What is expected :: Rewrite the records from the line containing "Spot the black metal" through the end, requests included, and shift every number in the point coordinates up by 8. Leave the pictures out.
BEGIN
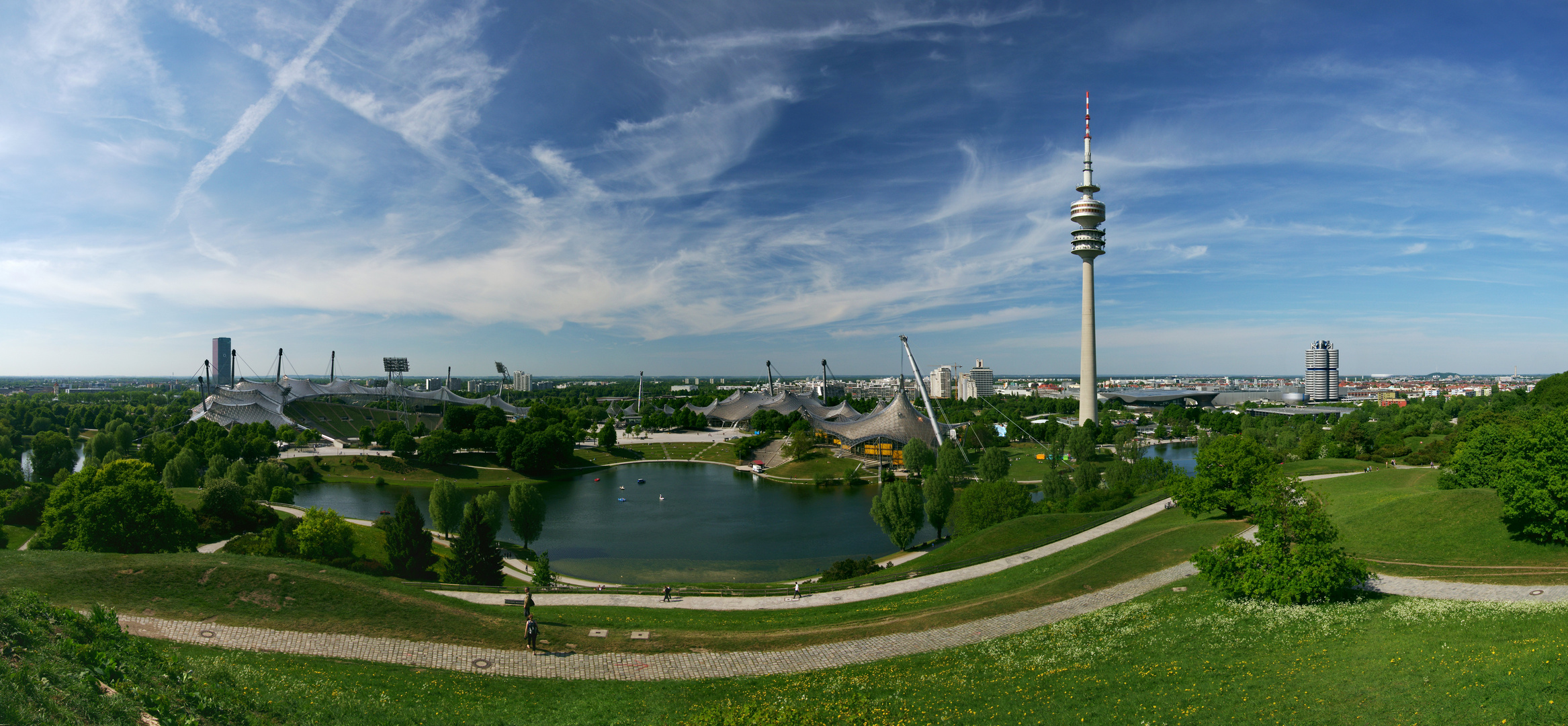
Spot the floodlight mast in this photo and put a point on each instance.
(919, 383)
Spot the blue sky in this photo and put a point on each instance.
(691, 189)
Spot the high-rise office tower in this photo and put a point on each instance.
(222, 366)
(1322, 372)
(1088, 242)
(985, 381)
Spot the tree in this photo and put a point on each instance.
(985, 503)
(444, 506)
(1294, 559)
(1532, 479)
(938, 497)
(408, 544)
(132, 513)
(267, 479)
(493, 506)
(476, 555)
(526, 510)
(899, 512)
(404, 446)
(543, 576)
(994, 465)
(918, 455)
(438, 447)
(52, 454)
(951, 461)
(325, 535)
(1223, 475)
(182, 471)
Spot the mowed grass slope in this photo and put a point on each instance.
(304, 598)
(1401, 516)
(1162, 659)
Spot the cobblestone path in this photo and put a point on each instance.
(650, 667)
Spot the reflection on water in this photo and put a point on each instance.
(715, 524)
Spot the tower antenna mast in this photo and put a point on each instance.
(1088, 242)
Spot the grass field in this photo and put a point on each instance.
(1325, 466)
(819, 461)
(303, 598)
(1162, 659)
(16, 535)
(1401, 516)
(468, 469)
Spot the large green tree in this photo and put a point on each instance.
(476, 557)
(899, 510)
(526, 510)
(408, 543)
(985, 503)
(1532, 479)
(1294, 559)
(1223, 475)
(918, 456)
(52, 454)
(938, 491)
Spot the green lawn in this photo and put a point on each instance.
(819, 461)
(303, 598)
(16, 535)
(1162, 659)
(468, 469)
(1325, 466)
(1399, 515)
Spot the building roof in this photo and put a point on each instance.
(251, 402)
(899, 421)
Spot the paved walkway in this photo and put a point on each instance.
(832, 598)
(650, 667)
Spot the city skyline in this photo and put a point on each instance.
(819, 177)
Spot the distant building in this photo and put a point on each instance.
(984, 380)
(222, 370)
(1322, 372)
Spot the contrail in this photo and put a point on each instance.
(253, 116)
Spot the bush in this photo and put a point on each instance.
(846, 569)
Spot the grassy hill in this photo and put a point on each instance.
(1401, 516)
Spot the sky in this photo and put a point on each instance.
(593, 189)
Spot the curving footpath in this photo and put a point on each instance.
(644, 667)
(818, 600)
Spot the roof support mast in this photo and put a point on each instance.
(919, 383)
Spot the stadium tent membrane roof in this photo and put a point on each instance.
(899, 421)
(742, 403)
(251, 402)
(1156, 397)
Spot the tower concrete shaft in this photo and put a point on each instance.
(1088, 242)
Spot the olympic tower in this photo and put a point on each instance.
(1088, 242)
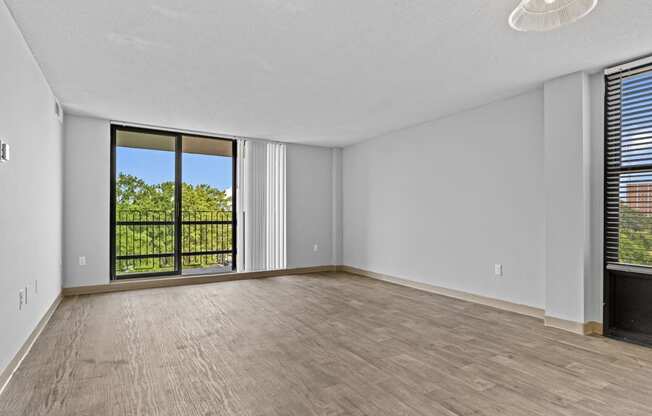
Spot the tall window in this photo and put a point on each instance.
(172, 206)
(628, 152)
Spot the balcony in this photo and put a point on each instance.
(145, 242)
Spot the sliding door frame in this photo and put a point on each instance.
(178, 225)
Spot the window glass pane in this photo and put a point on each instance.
(144, 203)
(206, 199)
(635, 225)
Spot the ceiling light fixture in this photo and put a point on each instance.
(544, 15)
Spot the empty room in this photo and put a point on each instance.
(328, 208)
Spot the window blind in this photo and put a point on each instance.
(628, 165)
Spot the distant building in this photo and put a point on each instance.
(639, 197)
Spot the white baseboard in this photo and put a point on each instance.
(8, 372)
(583, 328)
(157, 282)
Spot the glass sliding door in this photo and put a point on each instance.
(207, 216)
(144, 203)
(171, 203)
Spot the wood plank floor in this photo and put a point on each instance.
(320, 344)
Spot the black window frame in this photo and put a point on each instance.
(614, 302)
(178, 150)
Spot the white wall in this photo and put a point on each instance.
(30, 191)
(567, 164)
(87, 155)
(309, 208)
(442, 202)
(86, 199)
(594, 289)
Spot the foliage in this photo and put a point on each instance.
(145, 215)
(635, 237)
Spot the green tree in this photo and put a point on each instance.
(145, 215)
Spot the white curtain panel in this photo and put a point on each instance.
(261, 235)
(275, 207)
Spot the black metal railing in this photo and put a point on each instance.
(145, 240)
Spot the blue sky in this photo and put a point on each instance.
(155, 166)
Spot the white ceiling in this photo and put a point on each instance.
(328, 72)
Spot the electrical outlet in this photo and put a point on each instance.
(498, 269)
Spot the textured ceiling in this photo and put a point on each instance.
(328, 72)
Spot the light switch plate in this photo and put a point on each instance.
(4, 151)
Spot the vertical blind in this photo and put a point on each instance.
(261, 209)
(628, 166)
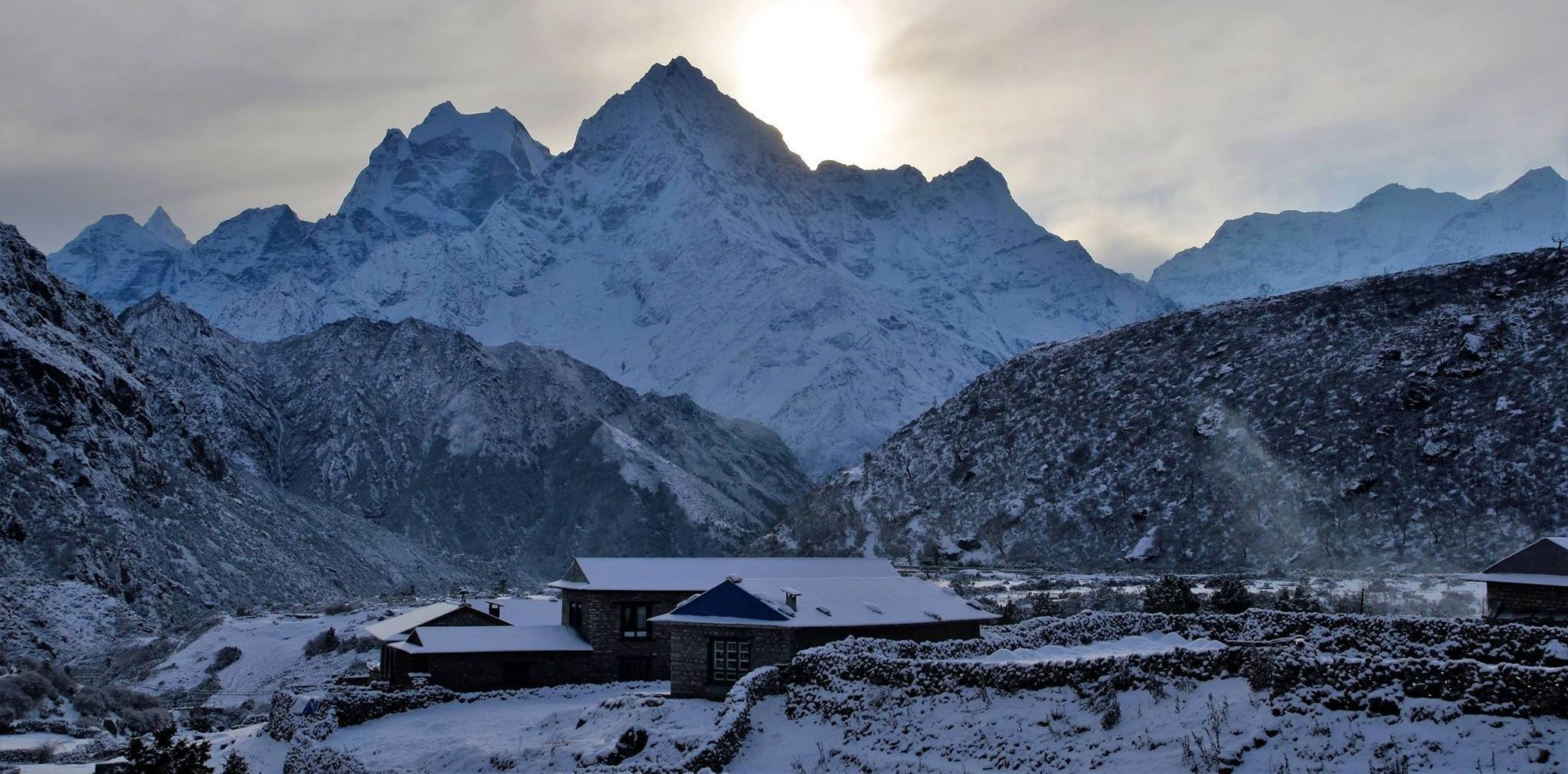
END
Answer to the task ::
Spot the black metal railing in this photo and put a point on each instance.
(153, 248)
Spot the blue sky in this photo and put a point on each instance.
(163, 174)
Spot the white ceiling in this photo and put a point on each instance.
(336, 80)
Spot the electrical outlet in this photo and put a point on each instance.
(506, 277)
Spot the textured ceiling in this photo and put a point on each instance.
(336, 80)
Spot the light switch plate in this photo and put a point on each instance.
(12, 159)
Spot the vertical blind in this photo and put a point on each instance.
(269, 217)
(636, 174)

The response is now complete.